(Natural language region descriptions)
○ ○ ○
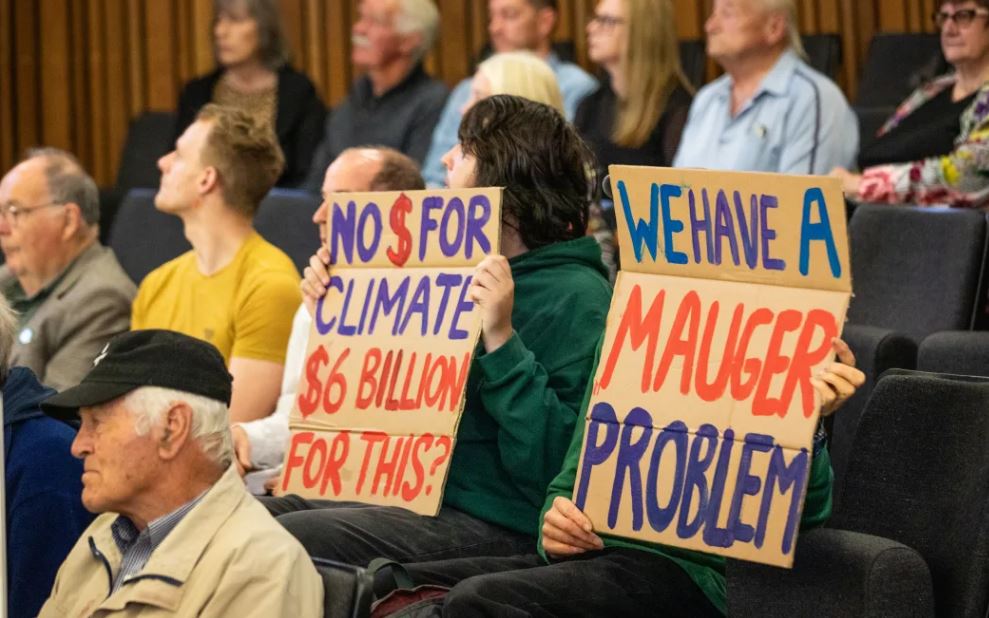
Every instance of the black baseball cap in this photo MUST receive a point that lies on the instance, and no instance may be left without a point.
(146, 358)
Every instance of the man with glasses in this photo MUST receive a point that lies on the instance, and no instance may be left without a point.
(69, 292)
(770, 112)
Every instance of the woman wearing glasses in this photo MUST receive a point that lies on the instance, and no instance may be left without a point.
(935, 148)
(638, 113)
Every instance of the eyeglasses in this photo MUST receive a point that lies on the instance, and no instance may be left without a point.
(606, 21)
(962, 17)
(13, 212)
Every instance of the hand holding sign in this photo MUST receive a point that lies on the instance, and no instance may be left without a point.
(493, 289)
(567, 531)
(315, 279)
(838, 382)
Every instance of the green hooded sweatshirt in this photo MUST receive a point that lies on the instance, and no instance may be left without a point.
(707, 570)
(524, 398)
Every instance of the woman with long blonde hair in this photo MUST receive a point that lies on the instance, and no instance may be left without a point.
(638, 113)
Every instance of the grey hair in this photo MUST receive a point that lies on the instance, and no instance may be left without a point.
(210, 418)
(68, 182)
(789, 10)
(418, 16)
(8, 329)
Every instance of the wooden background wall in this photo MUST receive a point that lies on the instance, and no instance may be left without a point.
(73, 72)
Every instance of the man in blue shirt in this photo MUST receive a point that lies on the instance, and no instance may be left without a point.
(513, 25)
(770, 112)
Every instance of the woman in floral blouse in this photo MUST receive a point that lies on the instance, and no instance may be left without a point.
(935, 148)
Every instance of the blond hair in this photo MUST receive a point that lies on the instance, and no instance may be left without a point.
(245, 154)
(522, 74)
(788, 8)
(651, 66)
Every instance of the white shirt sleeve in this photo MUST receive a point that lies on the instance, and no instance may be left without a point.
(269, 435)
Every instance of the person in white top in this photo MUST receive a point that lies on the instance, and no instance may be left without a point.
(260, 444)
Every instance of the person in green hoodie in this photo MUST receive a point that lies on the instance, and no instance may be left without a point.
(543, 303)
(578, 572)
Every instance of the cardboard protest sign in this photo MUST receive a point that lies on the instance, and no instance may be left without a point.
(700, 426)
(391, 346)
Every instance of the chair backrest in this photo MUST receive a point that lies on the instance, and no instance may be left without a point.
(285, 220)
(824, 52)
(916, 270)
(150, 136)
(693, 59)
(918, 475)
(876, 351)
(896, 64)
(143, 237)
(958, 352)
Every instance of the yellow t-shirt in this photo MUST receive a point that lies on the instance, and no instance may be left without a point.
(245, 309)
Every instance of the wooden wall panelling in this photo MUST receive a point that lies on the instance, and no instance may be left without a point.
(7, 90)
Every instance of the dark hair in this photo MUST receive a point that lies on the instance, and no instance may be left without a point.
(537, 156)
(398, 172)
(272, 46)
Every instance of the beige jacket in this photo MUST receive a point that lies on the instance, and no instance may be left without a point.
(227, 557)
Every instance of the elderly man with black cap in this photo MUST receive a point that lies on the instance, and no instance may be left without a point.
(178, 535)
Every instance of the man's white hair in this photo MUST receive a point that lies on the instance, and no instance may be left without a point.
(789, 10)
(418, 16)
(210, 418)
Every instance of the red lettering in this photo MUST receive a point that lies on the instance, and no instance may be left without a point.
(372, 360)
(338, 456)
(634, 326)
(294, 459)
(396, 218)
(804, 358)
(370, 438)
(740, 390)
(711, 391)
(314, 388)
(775, 363)
(681, 343)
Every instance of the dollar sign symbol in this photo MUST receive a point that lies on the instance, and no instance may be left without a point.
(314, 388)
(399, 255)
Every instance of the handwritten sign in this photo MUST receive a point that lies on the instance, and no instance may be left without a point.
(700, 427)
(382, 388)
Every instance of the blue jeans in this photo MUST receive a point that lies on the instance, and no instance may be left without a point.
(611, 582)
(357, 533)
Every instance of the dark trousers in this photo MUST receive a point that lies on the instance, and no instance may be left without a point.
(357, 533)
(611, 582)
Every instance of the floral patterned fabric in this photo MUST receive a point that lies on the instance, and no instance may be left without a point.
(960, 178)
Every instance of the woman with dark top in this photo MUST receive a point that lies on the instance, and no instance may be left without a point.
(253, 75)
(637, 115)
(935, 148)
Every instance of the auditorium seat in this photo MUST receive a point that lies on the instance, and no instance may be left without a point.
(895, 65)
(911, 534)
(958, 352)
(144, 238)
(693, 60)
(824, 52)
(285, 220)
(916, 270)
(876, 350)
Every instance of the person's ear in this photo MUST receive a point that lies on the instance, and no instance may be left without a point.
(73, 220)
(175, 431)
(546, 22)
(775, 29)
(410, 43)
(208, 180)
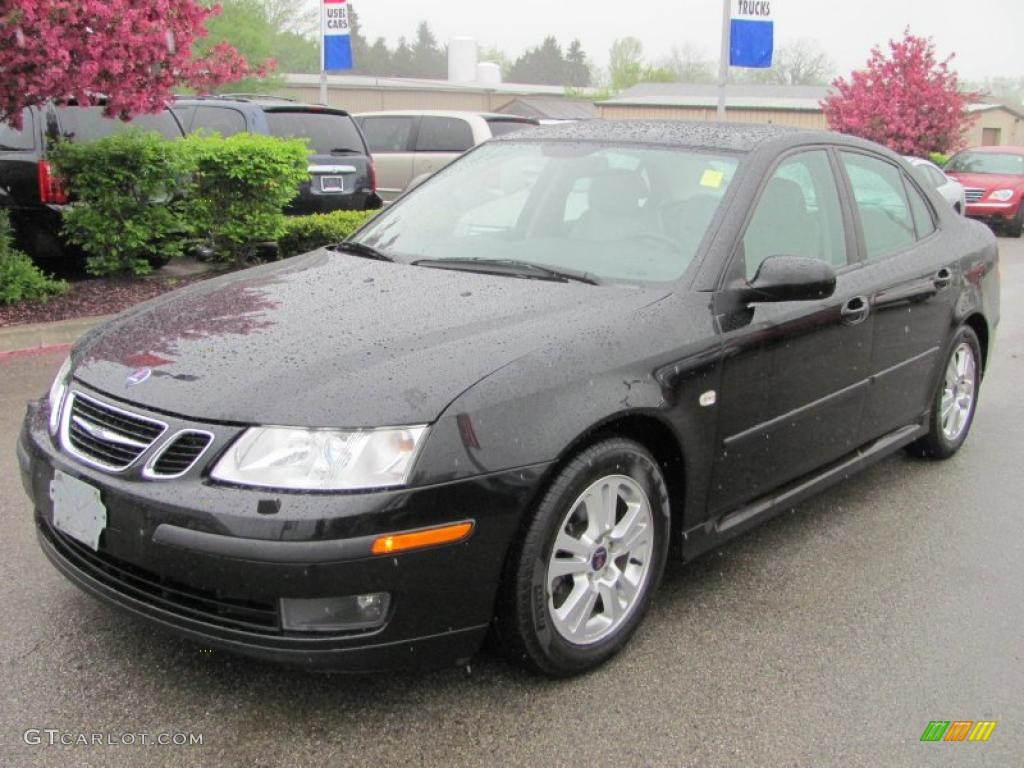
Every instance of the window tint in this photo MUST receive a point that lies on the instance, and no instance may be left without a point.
(501, 127)
(88, 123)
(443, 134)
(14, 139)
(798, 214)
(327, 131)
(387, 134)
(222, 120)
(922, 212)
(881, 199)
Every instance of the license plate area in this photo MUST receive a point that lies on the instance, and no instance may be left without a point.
(78, 510)
(332, 183)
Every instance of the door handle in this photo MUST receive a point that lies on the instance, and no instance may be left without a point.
(855, 310)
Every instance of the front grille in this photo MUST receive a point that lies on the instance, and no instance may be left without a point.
(164, 593)
(104, 435)
(180, 453)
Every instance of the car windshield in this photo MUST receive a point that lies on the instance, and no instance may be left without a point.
(986, 162)
(326, 131)
(89, 123)
(612, 212)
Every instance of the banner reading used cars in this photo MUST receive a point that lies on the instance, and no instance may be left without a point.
(337, 43)
(751, 33)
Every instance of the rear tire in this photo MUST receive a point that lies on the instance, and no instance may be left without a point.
(580, 580)
(955, 399)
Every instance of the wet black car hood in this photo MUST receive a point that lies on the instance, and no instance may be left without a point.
(333, 340)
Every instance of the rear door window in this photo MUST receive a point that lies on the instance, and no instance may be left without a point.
(386, 134)
(443, 134)
(18, 139)
(326, 131)
(222, 120)
(89, 123)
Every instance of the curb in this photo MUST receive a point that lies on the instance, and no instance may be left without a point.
(40, 338)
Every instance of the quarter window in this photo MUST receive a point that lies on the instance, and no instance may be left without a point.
(882, 202)
(443, 134)
(798, 214)
(387, 134)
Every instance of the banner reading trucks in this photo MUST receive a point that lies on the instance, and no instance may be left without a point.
(337, 43)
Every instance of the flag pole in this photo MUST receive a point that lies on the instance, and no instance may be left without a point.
(723, 62)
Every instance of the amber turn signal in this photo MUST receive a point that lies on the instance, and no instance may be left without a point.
(386, 545)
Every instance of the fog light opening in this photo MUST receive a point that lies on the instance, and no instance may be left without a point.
(335, 613)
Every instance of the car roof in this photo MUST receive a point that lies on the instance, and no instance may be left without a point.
(1009, 150)
(266, 103)
(445, 114)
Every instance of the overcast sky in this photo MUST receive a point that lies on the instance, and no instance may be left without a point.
(985, 35)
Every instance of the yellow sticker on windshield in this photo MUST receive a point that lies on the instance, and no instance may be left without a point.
(712, 178)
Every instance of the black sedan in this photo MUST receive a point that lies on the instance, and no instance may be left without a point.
(502, 404)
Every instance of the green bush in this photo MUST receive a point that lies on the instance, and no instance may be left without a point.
(241, 185)
(304, 233)
(128, 190)
(19, 279)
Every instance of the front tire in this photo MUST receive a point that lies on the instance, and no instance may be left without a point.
(954, 400)
(581, 579)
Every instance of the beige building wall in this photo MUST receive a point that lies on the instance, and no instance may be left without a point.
(995, 126)
(799, 119)
(373, 99)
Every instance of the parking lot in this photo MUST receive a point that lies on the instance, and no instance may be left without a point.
(830, 636)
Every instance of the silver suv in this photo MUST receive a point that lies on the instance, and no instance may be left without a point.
(411, 143)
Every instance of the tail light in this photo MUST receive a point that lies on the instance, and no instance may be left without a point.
(51, 188)
(372, 170)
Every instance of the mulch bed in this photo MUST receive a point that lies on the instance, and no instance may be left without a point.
(86, 298)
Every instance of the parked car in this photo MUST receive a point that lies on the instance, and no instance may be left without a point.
(341, 172)
(949, 188)
(503, 403)
(414, 143)
(993, 185)
(29, 188)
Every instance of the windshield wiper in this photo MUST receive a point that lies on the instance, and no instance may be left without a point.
(361, 249)
(512, 267)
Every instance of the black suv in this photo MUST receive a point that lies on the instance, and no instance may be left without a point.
(29, 189)
(341, 173)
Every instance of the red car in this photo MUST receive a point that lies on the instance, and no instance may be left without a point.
(993, 185)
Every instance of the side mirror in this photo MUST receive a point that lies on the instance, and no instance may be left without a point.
(791, 279)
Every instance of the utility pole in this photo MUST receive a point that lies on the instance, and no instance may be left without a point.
(723, 61)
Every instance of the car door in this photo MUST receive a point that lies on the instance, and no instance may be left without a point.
(390, 140)
(439, 140)
(795, 373)
(912, 281)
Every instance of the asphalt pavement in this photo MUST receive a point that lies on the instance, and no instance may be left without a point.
(829, 636)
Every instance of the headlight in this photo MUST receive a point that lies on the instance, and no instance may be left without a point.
(57, 391)
(321, 459)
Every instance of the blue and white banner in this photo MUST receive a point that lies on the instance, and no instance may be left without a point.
(337, 43)
(751, 34)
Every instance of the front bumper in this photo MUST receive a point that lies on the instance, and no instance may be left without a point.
(199, 559)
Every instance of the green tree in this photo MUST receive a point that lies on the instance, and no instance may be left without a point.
(578, 72)
(544, 65)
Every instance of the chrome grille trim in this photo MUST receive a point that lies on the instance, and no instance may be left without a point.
(152, 472)
(105, 436)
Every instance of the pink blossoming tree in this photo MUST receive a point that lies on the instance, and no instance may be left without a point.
(129, 52)
(907, 99)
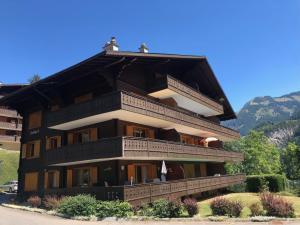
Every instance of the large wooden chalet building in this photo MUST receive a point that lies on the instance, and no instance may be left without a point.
(10, 120)
(110, 124)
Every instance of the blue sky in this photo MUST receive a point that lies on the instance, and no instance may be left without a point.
(252, 46)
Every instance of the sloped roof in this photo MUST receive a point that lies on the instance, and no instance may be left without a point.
(211, 86)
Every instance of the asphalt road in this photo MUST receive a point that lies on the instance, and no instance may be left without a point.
(18, 217)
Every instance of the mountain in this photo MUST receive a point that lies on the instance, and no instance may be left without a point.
(261, 112)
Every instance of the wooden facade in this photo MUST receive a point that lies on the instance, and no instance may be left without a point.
(105, 125)
(10, 120)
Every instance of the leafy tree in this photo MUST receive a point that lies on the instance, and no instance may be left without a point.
(261, 157)
(34, 78)
(291, 161)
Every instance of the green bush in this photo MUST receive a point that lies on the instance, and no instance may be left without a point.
(113, 208)
(220, 206)
(223, 207)
(80, 205)
(256, 209)
(166, 209)
(51, 202)
(34, 201)
(273, 183)
(277, 206)
(191, 206)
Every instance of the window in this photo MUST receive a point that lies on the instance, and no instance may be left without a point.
(82, 136)
(35, 120)
(81, 177)
(53, 142)
(53, 179)
(139, 132)
(83, 98)
(31, 181)
(31, 149)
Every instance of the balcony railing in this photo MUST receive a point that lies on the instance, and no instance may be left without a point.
(140, 105)
(9, 113)
(145, 193)
(10, 126)
(10, 138)
(188, 92)
(138, 148)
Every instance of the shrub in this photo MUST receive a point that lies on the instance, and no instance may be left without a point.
(51, 202)
(191, 206)
(220, 206)
(237, 188)
(113, 208)
(34, 201)
(80, 205)
(235, 208)
(145, 210)
(276, 205)
(223, 207)
(256, 209)
(273, 183)
(166, 209)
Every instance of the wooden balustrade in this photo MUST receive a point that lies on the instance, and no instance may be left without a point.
(10, 126)
(10, 138)
(187, 91)
(138, 148)
(9, 113)
(140, 105)
(145, 193)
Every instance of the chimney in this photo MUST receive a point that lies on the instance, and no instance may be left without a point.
(144, 48)
(111, 45)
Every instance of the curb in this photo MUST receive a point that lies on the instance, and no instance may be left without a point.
(136, 218)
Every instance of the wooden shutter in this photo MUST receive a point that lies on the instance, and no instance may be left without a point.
(58, 141)
(94, 175)
(151, 134)
(31, 181)
(69, 178)
(46, 180)
(151, 170)
(37, 147)
(130, 172)
(94, 136)
(129, 130)
(35, 120)
(56, 177)
(70, 138)
(83, 98)
(47, 143)
(203, 171)
(24, 146)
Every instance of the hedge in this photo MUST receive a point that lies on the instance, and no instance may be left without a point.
(274, 182)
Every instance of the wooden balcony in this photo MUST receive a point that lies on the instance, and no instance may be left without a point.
(9, 113)
(145, 193)
(134, 108)
(136, 149)
(10, 138)
(10, 126)
(186, 97)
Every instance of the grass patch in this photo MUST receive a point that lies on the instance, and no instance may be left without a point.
(247, 199)
(9, 165)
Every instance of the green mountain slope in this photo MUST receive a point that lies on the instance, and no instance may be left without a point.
(9, 163)
(265, 110)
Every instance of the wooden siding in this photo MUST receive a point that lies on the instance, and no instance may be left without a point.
(137, 104)
(135, 148)
(145, 193)
(188, 92)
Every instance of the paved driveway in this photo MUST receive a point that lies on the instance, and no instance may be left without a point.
(18, 217)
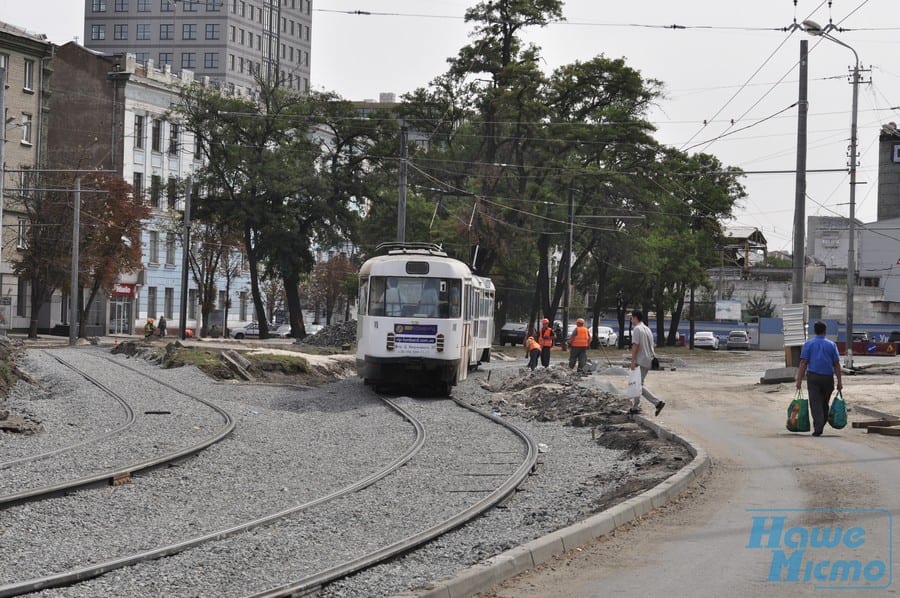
○ ○ ○
◆ WHAT IS NEEDED:
Leave out the pictures, and write out exactly the lines from the line containing "Every instance of the wooden siding" through the end of the records above.

◆ THE ANSWER:
Every instance of the wooden siding in this photo MUST receive a point that lies on the instance, and no instance may be left without a point.
(137, 104)
(135, 148)
(145, 193)
(188, 92)
Every instance of the paved driveway in this photo MUST receive a point that lies on the instance, and no instance may be left without a point.
(18, 217)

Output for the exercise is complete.